__Set tasks__
**1.** Recast the paragraph in the trap-type passage that opens with "Nine areas had only one type" as a brief list.
**2.** Switch "diapirs" to "domes" in the trap-type passage, and give back everything from "Patch reefs (Type" down to "pinchouts (Type 7)." with that change.
**3.** Proceed with the passage on oil and gas trap types by area, writing on from its final sentence.

__Document section__

The High Island area had nine types of trap. The areas known as Galveston, Main Pass, and South Timbalier had eight types of trap each.

Patch reefs (Type 12) were found only in the Main Pass area, and reverse faults (Type 10) were found only in the Ship Shoal area.

Nine areas had only one type of trap reported. These areas are Atchafalaya Bay, Coon Point, East Breaks, Garden Banks, Light Point, Rabbit Island, Sabine Pass, Tiger Shoal, and Timbalier Bay.

Several of the reported areas such as Eugene Island, Vermilion, and West Cameron do not have complete data as numerous oil and gas reserves were reported with no trap type listed.

Eight of these areas had their largest oil reserves in traps on the flanks of salt or shale diapirs (Type 3). These include Eugene Island, Garden Banks, Green Canyon, Main Pass, Mississippi Canyon, Ship Shoal, South Pass, and Viosca Knoll. Only one, South Marsh Island, had its largest oil reserves in traps in updip pinchouts (Type 7).

Four of the areas, High Island, Matagorda Island, Ship Shoal, and South Timbalier, had their largest gas reserves in faulted anticlines (Type 1). Three of these areas, Eugene Island, Garden Banks, and South Marsh Island, had their largest gas reserves in traps on the flanks of salt or shale diapirs (Type 3).

__Excerpted data__

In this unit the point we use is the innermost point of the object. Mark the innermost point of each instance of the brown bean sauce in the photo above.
==
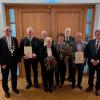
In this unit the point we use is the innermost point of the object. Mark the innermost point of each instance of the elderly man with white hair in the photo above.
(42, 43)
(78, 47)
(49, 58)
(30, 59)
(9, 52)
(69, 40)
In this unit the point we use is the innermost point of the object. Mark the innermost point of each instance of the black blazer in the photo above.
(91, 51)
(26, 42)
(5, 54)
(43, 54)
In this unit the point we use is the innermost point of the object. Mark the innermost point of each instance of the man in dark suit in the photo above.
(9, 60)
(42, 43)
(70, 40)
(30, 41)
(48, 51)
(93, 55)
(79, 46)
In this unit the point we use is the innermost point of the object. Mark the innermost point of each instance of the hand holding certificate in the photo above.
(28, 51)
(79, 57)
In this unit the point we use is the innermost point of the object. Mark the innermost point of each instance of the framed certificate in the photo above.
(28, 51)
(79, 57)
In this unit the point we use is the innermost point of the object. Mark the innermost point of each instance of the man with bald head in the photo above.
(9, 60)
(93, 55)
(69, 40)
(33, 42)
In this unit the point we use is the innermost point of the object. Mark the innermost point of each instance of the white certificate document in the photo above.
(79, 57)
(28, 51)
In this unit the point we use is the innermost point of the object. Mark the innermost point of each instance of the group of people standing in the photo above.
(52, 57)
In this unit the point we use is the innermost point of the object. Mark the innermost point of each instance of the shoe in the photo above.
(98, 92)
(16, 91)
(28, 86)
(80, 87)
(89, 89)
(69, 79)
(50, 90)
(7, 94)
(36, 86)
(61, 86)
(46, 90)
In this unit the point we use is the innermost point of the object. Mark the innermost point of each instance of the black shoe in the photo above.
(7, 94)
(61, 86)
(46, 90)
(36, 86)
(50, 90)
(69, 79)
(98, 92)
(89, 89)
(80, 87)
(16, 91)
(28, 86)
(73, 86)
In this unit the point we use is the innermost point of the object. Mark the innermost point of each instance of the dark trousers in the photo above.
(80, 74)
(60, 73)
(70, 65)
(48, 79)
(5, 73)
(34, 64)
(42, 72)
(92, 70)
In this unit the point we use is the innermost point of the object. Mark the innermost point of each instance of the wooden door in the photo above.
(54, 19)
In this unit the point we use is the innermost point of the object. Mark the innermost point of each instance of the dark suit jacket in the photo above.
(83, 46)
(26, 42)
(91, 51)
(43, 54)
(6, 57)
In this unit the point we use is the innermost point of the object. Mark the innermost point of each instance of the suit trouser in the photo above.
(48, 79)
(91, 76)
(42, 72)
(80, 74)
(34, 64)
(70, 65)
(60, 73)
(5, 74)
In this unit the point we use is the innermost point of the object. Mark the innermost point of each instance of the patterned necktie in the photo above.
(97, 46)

__Answer set__
**1.**
Areas with only one reported trap type (nine in total):
- Atchafalaya Bay
- Coon Point
- East Breaks
- Garden Banks
- Light Point
- Rabbit Island
- Sabine Pass
- Tiger Shoal
- Timbalier Bay

**2.**
Patch reefs (Type 12) were found only in the Main Pass area, and reverse faults (Type 10) were found only in the Ship Shoal area.

Nine areas had only one type of trap reported. These areas are Atchafalaya Bay, Coon Point, East Breaks, Garden Banks, Light Point, Rabbit Island, Sabine Pass, Tiger Shoal, and Timbalier Bay.

Several of the reported areas such as Eugene Island, Vermilion, and West Cameron do not have complete data as numerous oil and gas reserves were reported with no trap type listed.

Eight of these areas had their largest oil reserves in traps on the flanks of salt or shale domes (Type 3). These include Eugene Island, Garden Banks, Green Canyon, Main Pass, Mississippi Canyon, Ship Shoal, South Pass, and Viosca Knoll. Only one, South Marsh Island, had its largest oil reserves in traps in updip pinchouts (Type 7).

**3.**
Two of the areas, Mobile and Vermilion, had their largest gas reserves in updip pinchout traps (Type 7), one area, Mississippi Canyon, had its largest gas reserves in traps in normal faults (Type 2), and one area, West Cameron, had its largest gas reserves in rollover anticlines (Type 5).

In the Gulf of Mexico, little study has been released of the variations in reservoir properties even though such knowledge can assist in future planning and producing activities for oil and gas fields, reservoirs, and pools. The following sections sum up reservoir properties separated by trap types for all data available.

Only 62% of the released data disclosed oil reserves, and only 68% of the released data disclosed gas reserves.

Reservoir properties reviewed included production depths, thickness of pay zones, productive area, and producing formation porosity, temperature, and pressure. Unless data are released about deepwater reservoirs in the gulf, reviews must be limited to wells drilled to 22,600 ft or less in 3,300 ft of water or less.

Field demographics

Published data on reservoir properties in the Gulf of Mexico are limited and show considerable variation.

For the published properties, the depth of production averaged 7,842 ft and ranged from 750 ft to 22,600 ft.

Pay thickness averaged 47 ft and ranged from 2 ft to 490 ft.

Productive area averaged 1,070 acres and ranged from 5 acres to 26,404 acres.

Porosity averaged 29% and ranged from 5% to 39%.

Formation temperature averaged 171° F. and ranged from 80° to 414° F.

Formation pressure averaged 4,084 psi and ranged from 520 psi to 15,938 psi.

Water saturation averaged 29% and ranged from 7% to 80%.

Water depth of traps averaged 133 ft and ranged from 3 ft to 3,318 ft.

For comparison, average data for each reservoir property value along with low and high values were determined for each trap type.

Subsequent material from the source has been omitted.